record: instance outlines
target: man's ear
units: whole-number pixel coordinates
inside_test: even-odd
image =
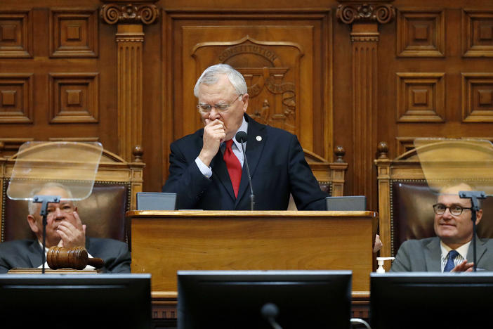
[[[29,227],[31,228],[31,231],[32,231],[34,234],[37,236],[39,228],[36,224],[36,219],[34,216],[31,214],[27,215],[27,224],[29,224]]]
[[[480,209],[476,212],[476,225],[479,224],[480,221],[481,221],[481,219],[482,218],[482,209]]]
[[[242,100],[243,101],[243,112],[246,113],[246,109],[248,108],[248,99],[250,96],[248,93],[244,93],[242,96]]]

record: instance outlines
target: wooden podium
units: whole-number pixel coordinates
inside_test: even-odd
[[[367,315],[376,212],[130,211],[126,217],[132,273],[152,274],[155,321],[176,325],[178,270],[352,270],[353,314]]]
[[[178,270],[352,270],[369,290],[374,212],[131,211],[132,273],[153,292],[177,290]]]

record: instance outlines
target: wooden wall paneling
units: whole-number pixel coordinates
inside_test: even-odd
[[[31,11],[0,13],[0,58],[32,58],[32,27]]]
[[[353,43],[353,193],[367,195],[369,209],[376,207],[376,176],[373,167],[377,137],[379,24],[393,19],[389,4],[341,4],[338,18],[351,25]]]
[[[110,133],[116,96],[108,84],[116,65],[107,56],[111,46],[100,38],[108,30],[100,29],[100,4],[84,0],[60,8],[58,1],[18,1],[0,13],[2,155],[34,140],[98,140],[117,151]],[[21,58],[20,49],[29,56]]]
[[[463,9],[462,51],[464,57],[493,57],[493,11]]]
[[[444,11],[400,10],[397,24],[398,57],[445,57]]]
[[[250,115],[297,134],[304,148],[331,161],[331,101],[327,99],[331,92],[327,85],[331,81],[330,14],[327,10],[166,13],[167,31],[171,29],[174,41],[166,44],[165,51],[173,54],[169,68],[173,97],[167,104],[174,109],[174,125],[163,119],[166,131],[173,131],[164,147],[202,127],[193,87],[206,67],[226,63],[245,76]],[[315,63],[323,65],[315,67]],[[163,170],[165,179],[167,167]]]
[[[461,76],[463,122],[493,122],[493,73]]]
[[[51,123],[99,122],[99,74],[49,73]]]
[[[50,11],[50,57],[98,55],[97,11],[55,9]]]
[[[443,122],[445,74],[397,73],[397,122]]]
[[[32,80],[31,73],[0,73],[0,123],[32,123]]]

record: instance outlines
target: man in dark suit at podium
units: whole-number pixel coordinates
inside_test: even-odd
[[[103,272],[130,273],[131,261],[126,243],[113,239],[86,236],[86,225],[82,224],[77,207],[70,199],[70,192],[63,185],[48,183],[32,196],[58,195],[60,203],[48,204],[46,224],[46,250],[50,247],[67,248],[84,247],[90,257],[101,258],[105,262]],[[65,199],[65,200],[64,200]],[[0,243],[0,273],[13,268],[36,268],[42,266],[41,249],[43,224],[40,215],[41,204],[29,202],[27,222],[37,239],[16,240]],[[46,266],[48,267],[47,266]]]
[[[298,210],[326,210],[325,197],[297,137],[246,114],[243,76],[225,64],[202,73],[194,89],[204,127],[171,145],[163,192],[177,193],[178,209],[249,210],[251,175],[256,210],[286,210],[289,194]],[[236,141],[246,133],[246,157]]]
[[[451,184],[440,191],[433,205],[435,237],[405,241],[399,248],[390,271],[462,272],[473,270],[473,239],[476,240],[476,268],[493,271],[493,240],[473,234],[470,199],[459,191],[472,191],[466,183]],[[476,224],[482,209],[476,212]]]

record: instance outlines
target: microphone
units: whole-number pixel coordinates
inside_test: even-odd
[[[250,185],[250,210],[254,210],[255,205],[255,195],[254,195],[254,188],[251,186],[251,176],[250,176],[250,168],[248,167],[248,161],[246,161],[246,154],[245,154],[245,148],[243,146],[243,143],[246,141],[246,133],[244,131],[239,131],[236,133],[235,136],[236,141],[242,144],[242,150],[243,151],[243,159],[244,160],[245,164],[246,165],[246,174],[248,174],[248,182]]]
[[[269,321],[269,323],[274,329],[282,329],[282,327],[279,325],[279,323],[275,321],[275,317],[279,314],[279,309],[275,304],[264,304],[262,309],[261,309],[261,313]]]

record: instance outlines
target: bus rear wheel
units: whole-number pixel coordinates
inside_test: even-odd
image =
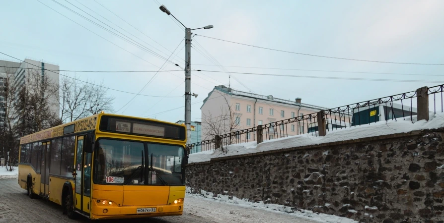
[[[74,212],[74,202],[73,200],[73,195],[69,191],[66,193],[65,197],[65,210],[64,214],[66,214],[68,218],[71,219],[75,219],[76,215]]]

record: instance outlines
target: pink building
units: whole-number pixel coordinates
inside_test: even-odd
[[[215,135],[265,125],[282,120],[315,113],[325,108],[303,104],[300,98],[293,101],[237,91],[220,85],[213,89],[204,100],[201,107],[203,140],[213,139]],[[333,116],[334,119],[335,117]],[[339,116],[336,117],[339,120]],[[343,118],[342,119],[344,120]],[[311,121],[297,121],[268,130],[264,140],[281,130],[288,136],[307,133],[307,127],[314,127],[315,118]],[[333,121],[335,121],[333,120]],[[339,122],[338,123],[340,123]],[[307,126],[309,125],[310,126]],[[280,128],[279,129],[278,128]],[[285,128],[284,130],[284,128]],[[273,134],[275,133],[275,134]],[[265,133],[264,133],[264,134]],[[256,140],[256,133],[251,132],[240,137],[241,142]]]

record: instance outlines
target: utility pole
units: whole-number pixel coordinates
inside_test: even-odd
[[[191,29],[185,28],[185,126],[187,143],[191,136]]]
[[[166,7],[163,4],[159,7],[160,10],[171,15],[182,24],[185,28],[185,124],[187,127],[187,144],[189,144],[191,135],[191,96],[197,97],[197,94],[191,94],[191,30],[204,29],[208,29],[213,27],[213,25],[204,27],[191,29],[185,26],[180,21],[176,18]]]

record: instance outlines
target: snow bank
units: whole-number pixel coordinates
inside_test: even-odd
[[[14,167],[12,171],[7,171],[5,167],[0,167],[0,179],[18,179],[18,168]]]
[[[209,161],[212,158],[258,153],[292,147],[318,145],[380,135],[409,132],[412,131],[434,129],[444,127],[444,113],[430,113],[430,120],[417,121],[416,116],[406,117],[406,120],[398,118],[380,121],[360,126],[353,126],[342,129],[327,131],[324,137],[311,134],[298,135],[264,141],[259,145],[256,142],[230,145],[227,147],[226,153],[221,149],[201,152],[190,154],[188,163]],[[413,122],[413,123],[412,123]]]
[[[264,204],[263,201],[260,201],[258,203],[254,203],[245,199],[240,199],[236,197],[232,197],[232,198],[229,198],[228,195],[223,195],[222,194],[215,195],[213,193],[208,192],[203,190],[201,190],[200,194],[192,194],[191,192],[191,188],[189,187],[187,187],[186,197],[211,199],[219,202],[225,202],[233,205],[238,205],[241,207],[256,208],[277,213],[286,213],[296,218],[314,221],[320,223],[357,223],[358,222],[347,218],[327,215],[325,214],[317,214],[313,213],[311,211],[301,210],[291,207],[285,206],[284,205],[274,204]]]

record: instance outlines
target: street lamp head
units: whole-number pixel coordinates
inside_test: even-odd
[[[171,13],[170,12],[169,10],[166,9],[166,7],[165,7],[165,5],[163,4],[160,5],[160,7],[159,7],[160,9],[160,10],[166,13],[167,15],[171,15]]]

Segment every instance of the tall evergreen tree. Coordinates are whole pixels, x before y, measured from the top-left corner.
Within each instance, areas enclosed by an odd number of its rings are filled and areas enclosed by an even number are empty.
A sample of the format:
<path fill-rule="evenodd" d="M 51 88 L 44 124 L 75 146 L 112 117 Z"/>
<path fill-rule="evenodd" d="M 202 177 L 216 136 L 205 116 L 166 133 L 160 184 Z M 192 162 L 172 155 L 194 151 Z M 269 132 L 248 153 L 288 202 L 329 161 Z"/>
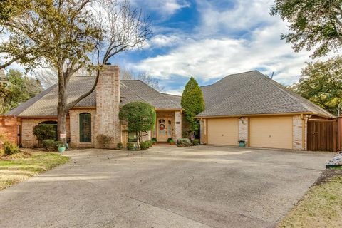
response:
<path fill-rule="evenodd" d="M 204 110 L 205 104 L 203 93 L 196 80 L 191 77 L 182 94 L 182 108 L 184 109 L 185 118 L 192 132 L 200 130 L 200 121 L 195 117 Z"/>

**Task directions**
Print the rows word for word, beginning at the line that contains "Segment every instance" and stopping after the last line of the rows. Leave the pictures out of your answer.

**Exercise solution**
Segment every instance of the tall evergreen tree. Coordinates are whole pixels, x before y, measured from the top-left corner.
Within each instance, areas enclosed by an odd number of its rings are filled and areas enclosed by an even number are empty.
A sample of the format:
<path fill-rule="evenodd" d="M 51 88 L 44 124 L 75 146 L 112 117 Z"/>
<path fill-rule="evenodd" d="M 202 177 L 216 136 L 205 116 L 166 133 L 160 184 Z M 192 162 L 172 155 L 194 151 Z M 269 132 L 248 153 L 288 202 L 329 161 Z"/>
response:
<path fill-rule="evenodd" d="M 204 110 L 205 104 L 203 93 L 196 80 L 191 77 L 182 94 L 182 108 L 184 109 L 185 118 L 192 132 L 200 130 L 200 121 L 195 117 Z"/>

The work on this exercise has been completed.